Items listed in a dataset:
■ ■ ■ ■ ■
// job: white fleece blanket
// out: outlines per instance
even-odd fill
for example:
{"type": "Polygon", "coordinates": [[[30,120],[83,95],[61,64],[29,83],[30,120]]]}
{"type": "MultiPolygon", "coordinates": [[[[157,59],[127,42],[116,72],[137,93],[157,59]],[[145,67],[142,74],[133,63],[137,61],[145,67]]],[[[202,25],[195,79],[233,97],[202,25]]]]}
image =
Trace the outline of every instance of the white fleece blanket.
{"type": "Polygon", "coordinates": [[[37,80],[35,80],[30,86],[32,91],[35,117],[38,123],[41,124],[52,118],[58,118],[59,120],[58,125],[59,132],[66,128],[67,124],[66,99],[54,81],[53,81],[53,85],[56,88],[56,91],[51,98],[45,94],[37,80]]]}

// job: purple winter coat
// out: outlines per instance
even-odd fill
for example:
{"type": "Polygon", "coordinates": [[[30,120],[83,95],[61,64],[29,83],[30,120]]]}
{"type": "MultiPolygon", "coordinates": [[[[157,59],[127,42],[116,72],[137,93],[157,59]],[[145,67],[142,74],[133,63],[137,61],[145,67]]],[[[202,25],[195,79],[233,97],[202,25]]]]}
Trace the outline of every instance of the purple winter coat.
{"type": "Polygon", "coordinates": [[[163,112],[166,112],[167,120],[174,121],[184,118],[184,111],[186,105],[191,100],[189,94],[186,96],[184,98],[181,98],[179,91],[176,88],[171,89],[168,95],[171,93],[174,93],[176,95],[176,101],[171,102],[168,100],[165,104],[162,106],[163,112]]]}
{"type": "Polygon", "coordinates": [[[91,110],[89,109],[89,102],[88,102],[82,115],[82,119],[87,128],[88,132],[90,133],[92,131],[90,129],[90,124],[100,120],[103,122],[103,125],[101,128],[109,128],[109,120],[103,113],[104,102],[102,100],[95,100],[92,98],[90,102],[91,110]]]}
■ ■ ■ ■ ■
Given instruction:
Write out the data unchanged, starting at the line containing "job: purple winter coat" and continuing through the end of the data, with both ends included.

Reply to the task:
// job: purple winter coat
// out: outlines per instance
even-odd fill
for example:
{"type": "Polygon", "coordinates": [[[30,120],[83,95],[61,64],[29,83],[30,120]]]}
{"type": "MultiPolygon", "coordinates": [[[[157,59],[127,42],[116,72],[137,93],[157,59]],[[145,67],[142,74],[133,63],[137,61],[145,67]]],[[[202,25],[195,79],[233,97],[202,25]]]]}
Trace the outline of every instance of the purple winter coat.
{"type": "Polygon", "coordinates": [[[163,112],[166,112],[167,120],[174,121],[184,118],[184,111],[186,105],[191,100],[189,94],[186,96],[184,98],[181,98],[179,91],[176,88],[171,89],[168,95],[171,93],[174,93],[176,95],[176,101],[171,102],[168,100],[165,104],[162,106],[163,112]]]}
{"type": "Polygon", "coordinates": [[[91,110],[89,109],[89,102],[88,102],[82,115],[82,119],[87,128],[88,132],[90,133],[92,131],[90,129],[90,124],[100,120],[103,122],[103,125],[101,128],[109,128],[109,120],[103,113],[104,102],[102,100],[95,100],[92,98],[90,102],[91,110]]]}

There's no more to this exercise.